Saved data entries:
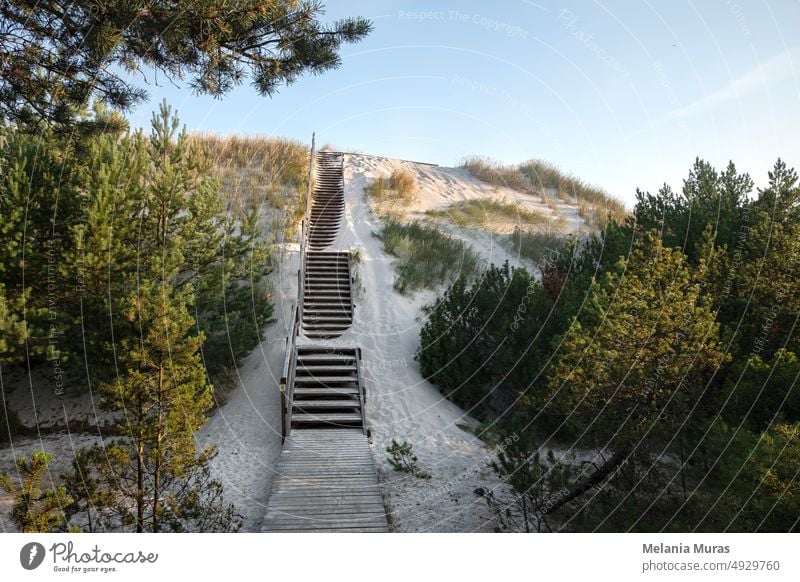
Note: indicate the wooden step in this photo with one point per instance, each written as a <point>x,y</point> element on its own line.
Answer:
<point>324,392</point>
<point>327,418</point>
<point>322,404</point>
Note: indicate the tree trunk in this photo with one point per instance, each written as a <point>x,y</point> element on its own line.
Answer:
<point>140,486</point>
<point>592,481</point>
<point>157,470</point>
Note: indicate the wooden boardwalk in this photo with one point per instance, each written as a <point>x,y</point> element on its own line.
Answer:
<point>325,481</point>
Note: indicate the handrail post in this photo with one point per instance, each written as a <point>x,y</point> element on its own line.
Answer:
<point>290,361</point>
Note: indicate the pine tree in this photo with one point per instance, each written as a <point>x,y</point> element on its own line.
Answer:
<point>35,509</point>
<point>628,376</point>
<point>59,55</point>
<point>157,479</point>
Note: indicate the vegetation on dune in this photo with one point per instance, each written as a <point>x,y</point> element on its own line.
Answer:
<point>118,253</point>
<point>487,212</point>
<point>663,349</point>
<point>36,508</point>
<point>595,206</point>
<point>391,196</point>
<point>536,246</point>
<point>149,281</point>
<point>426,256</point>
<point>260,171</point>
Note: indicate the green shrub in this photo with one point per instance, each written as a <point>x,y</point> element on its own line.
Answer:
<point>484,344</point>
<point>427,256</point>
<point>402,459</point>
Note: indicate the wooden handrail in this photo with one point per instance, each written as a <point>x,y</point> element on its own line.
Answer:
<point>361,392</point>
<point>290,360</point>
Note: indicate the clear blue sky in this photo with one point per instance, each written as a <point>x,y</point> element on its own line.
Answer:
<point>619,93</point>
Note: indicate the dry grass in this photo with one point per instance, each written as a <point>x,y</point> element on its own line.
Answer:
<point>426,257</point>
<point>393,195</point>
<point>258,172</point>
<point>595,205</point>
<point>495,173</point>
<point>488,212</point>
<point>534,245</point>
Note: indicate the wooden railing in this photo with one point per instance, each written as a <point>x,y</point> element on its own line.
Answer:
<point>290,359</point>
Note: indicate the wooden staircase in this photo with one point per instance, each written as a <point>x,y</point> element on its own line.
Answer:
<point>328,208</point>
<point>328,391</point>
<point>325,479</point>
<point>327,297</point>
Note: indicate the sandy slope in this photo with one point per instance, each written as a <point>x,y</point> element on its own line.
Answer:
<point>400,403</point>
<point>246,429</point>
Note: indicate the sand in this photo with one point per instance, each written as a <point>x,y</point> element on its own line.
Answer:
<point>400,404</point>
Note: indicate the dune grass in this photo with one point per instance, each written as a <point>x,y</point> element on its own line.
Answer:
<point>426,256</point>
<point>595,205</point>
<point>393,195</point>
<point>486,211</point>
<point>256,170</point>
<point>495,173</point>
<point>535,245</point>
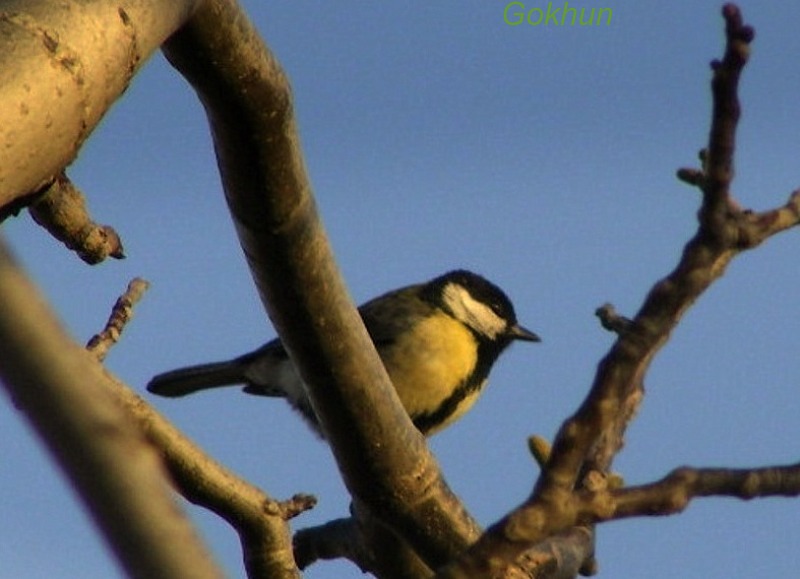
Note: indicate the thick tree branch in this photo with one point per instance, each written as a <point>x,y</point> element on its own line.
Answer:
<point>63,64</point>
<point>384,460</point>
<point>588,441</point>
<point>62,391</point>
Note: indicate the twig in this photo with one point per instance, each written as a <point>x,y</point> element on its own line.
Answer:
<point>611,320</point>
<point>259,519</point>
<point>121,313</point>
<point>673,493</point>
<point>61,209</point>
<point>62,391</point>
<point>589,440</point>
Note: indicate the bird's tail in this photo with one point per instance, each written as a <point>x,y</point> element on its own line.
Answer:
<point>191,379</point>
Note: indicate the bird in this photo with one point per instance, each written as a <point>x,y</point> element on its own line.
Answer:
<point>438,341</point>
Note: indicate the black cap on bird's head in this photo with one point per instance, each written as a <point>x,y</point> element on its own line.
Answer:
<point>480,305</point>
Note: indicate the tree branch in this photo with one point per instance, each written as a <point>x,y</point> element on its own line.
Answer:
<point>673,493</point>
<point>61,209</point>
<point>259,520</point>
<point>61,76</point>
<point>383,459</point>
<point>588,441</point>
<point>121,313</point>
<point>63,393</point>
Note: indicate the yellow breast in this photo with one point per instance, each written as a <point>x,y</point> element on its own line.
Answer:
<point>428,362</point>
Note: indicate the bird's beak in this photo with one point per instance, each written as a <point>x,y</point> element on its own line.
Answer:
<point>517,332</point>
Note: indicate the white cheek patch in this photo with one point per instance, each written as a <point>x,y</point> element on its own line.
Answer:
<point>473,313</point>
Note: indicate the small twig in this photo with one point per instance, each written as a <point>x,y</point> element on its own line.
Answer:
<point>540,448</point>
<point>611,320</point>
<point>121,314</point>
<point>295,506</point>
<point>61,209</point>
<point>673,493</point>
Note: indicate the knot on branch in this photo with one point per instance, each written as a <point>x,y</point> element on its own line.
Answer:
<point>61,209</point>
<point>611,320</point>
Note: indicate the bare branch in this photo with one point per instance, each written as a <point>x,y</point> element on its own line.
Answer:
<point>62,391</point>
<point>121,314</point>
<point>611,320</point>
<point>588,441</point>
<point>259,520</point>
<point>61,209</point>
<point>60,77</point>
<point>673,493</point>
<point>383,459</point>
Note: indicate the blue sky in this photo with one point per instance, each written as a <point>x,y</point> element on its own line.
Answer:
<point>436,137</point>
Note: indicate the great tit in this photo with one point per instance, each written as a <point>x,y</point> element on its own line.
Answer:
<point>438,341</point>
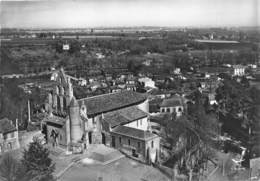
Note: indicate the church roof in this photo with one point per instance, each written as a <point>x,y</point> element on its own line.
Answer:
<point>6,126</point>
<point>134,133</point>
<point>172,102</point>
<point>110,102</point>
<point>55,119</point>
<point>123,116</point>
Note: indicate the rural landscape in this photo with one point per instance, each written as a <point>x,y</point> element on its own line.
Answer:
<point>126,103</point>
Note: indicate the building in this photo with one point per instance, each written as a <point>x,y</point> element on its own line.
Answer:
<point>239,70</point>
<point>147,82</point>
<point>174,104</point>
<point>65,47</point>
<point>75,123</point>
<point>136,142</point>
<point>8,136</point>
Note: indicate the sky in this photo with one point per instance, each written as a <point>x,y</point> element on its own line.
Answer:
<point>114,13</point>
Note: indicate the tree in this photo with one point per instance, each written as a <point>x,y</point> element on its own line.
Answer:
<point>9,168</point>
<point>37,163</point>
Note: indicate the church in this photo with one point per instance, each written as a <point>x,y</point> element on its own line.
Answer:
<point>119,120</point>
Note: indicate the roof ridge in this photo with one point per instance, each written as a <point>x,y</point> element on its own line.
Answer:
<point>98,96</point>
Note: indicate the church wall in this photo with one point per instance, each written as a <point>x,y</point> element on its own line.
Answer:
<point>61,134</point>
<point>139,124</point>
<point>144,106</point>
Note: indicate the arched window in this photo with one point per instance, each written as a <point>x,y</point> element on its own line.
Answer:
<point>64,103</point>
<point>57,90</point>
<point>61,90</point>
<point>83,109</point>
<point>58,103</point>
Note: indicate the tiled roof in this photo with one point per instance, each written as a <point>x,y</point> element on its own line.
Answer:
<point>55,119</point>
<point>6,126</point>
<point>134,133</point>
<point>172,102</point>
<point>123,116</point>
<point>113,101</point>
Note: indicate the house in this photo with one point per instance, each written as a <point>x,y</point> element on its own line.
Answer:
<point>8,136</point>
<point>136,142</point>
<point>65,47</point>
<point>76,123</point>
<point>174,104</point>
<point>239,70</point>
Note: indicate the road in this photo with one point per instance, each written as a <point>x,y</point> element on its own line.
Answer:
<point>224,162</point>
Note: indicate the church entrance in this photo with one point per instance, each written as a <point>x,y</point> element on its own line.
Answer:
<point>90,137</point>
<point>103,138</point>
<point>54,135</point>
<point>113,141</point>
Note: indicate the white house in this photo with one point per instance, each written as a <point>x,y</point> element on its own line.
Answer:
<point>239,70</point>
<point>173,104</point>
<point>148,82</point>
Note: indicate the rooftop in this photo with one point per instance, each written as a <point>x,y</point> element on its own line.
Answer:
<point>124,116</point>
<point>172,102</point>
<point>6,126</point>
<point>55,119</point>
<point>134,133</point>
<point>110,102</point>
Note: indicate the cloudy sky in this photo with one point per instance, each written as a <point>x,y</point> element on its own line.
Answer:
<point>107,13</point>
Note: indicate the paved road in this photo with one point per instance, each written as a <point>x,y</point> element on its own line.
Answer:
<point>222,159</point>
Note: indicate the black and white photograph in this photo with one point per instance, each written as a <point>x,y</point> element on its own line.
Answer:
<point>129,90</point>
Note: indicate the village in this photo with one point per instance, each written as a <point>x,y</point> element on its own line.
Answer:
<point>148,104</point>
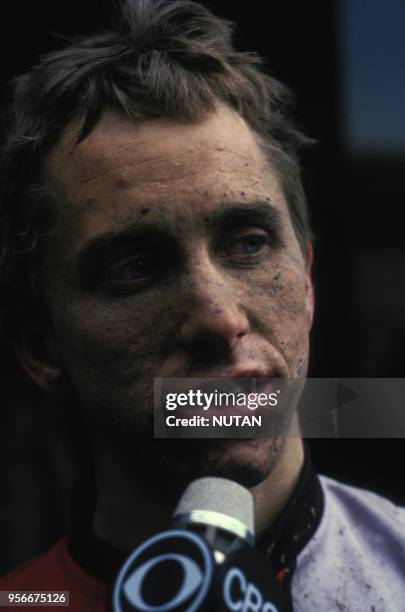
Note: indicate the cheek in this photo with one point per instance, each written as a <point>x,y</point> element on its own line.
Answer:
<point>279,313</point>
<point>112,347</point>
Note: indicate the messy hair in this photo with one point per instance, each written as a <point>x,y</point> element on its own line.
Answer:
<point>159,58</point>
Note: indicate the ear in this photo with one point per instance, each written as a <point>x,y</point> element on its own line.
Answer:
<point>309,289</point>
<point>36,351</point>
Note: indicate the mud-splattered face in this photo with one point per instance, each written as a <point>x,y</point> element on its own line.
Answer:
<point>173,256</point>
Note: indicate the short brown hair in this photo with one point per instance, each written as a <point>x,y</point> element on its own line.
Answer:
<point>159,58</point>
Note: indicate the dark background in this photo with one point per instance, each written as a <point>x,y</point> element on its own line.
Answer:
<point>356,192</point>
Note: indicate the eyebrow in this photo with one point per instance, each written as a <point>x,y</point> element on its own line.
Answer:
<point>147,233</point>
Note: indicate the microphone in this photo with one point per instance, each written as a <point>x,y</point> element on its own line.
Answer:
<point>205,561</point>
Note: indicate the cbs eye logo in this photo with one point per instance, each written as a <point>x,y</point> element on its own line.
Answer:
<point>170,572</point>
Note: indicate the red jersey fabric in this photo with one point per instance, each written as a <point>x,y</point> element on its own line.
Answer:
<point>55,570</point>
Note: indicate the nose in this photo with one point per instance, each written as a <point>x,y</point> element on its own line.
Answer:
<point>215,322</point>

_Requirement_
Turn everything from the line containing "Note: indicate the microphone" down to the end of the material into a numbered list, skipping any blank lines.

_Written solution_
1. Note: indicate the microphone in this photo with one point per instance, each written as a <point>x,y</point> element on its own line.
2. Answer:
3. <point>205,561</point>
4. Note: indicate the cbs eye logo in this photo with one point per instance, each written as a <point>x,y</point> element on its own line.
5. Answer:
6. <point>170,572</point>
7. Note: indicate the red jersey fabric in this photo with one point per instance, each written as a <point>x,y</point> element on its own line.
8. Answer:
9. <point>55,570</point>
10. Note: indicate the nose in this photo with one point per instance, each written as a <point>x,y</point> element on its own line.
11. Answer:
12. <point>215,322</point>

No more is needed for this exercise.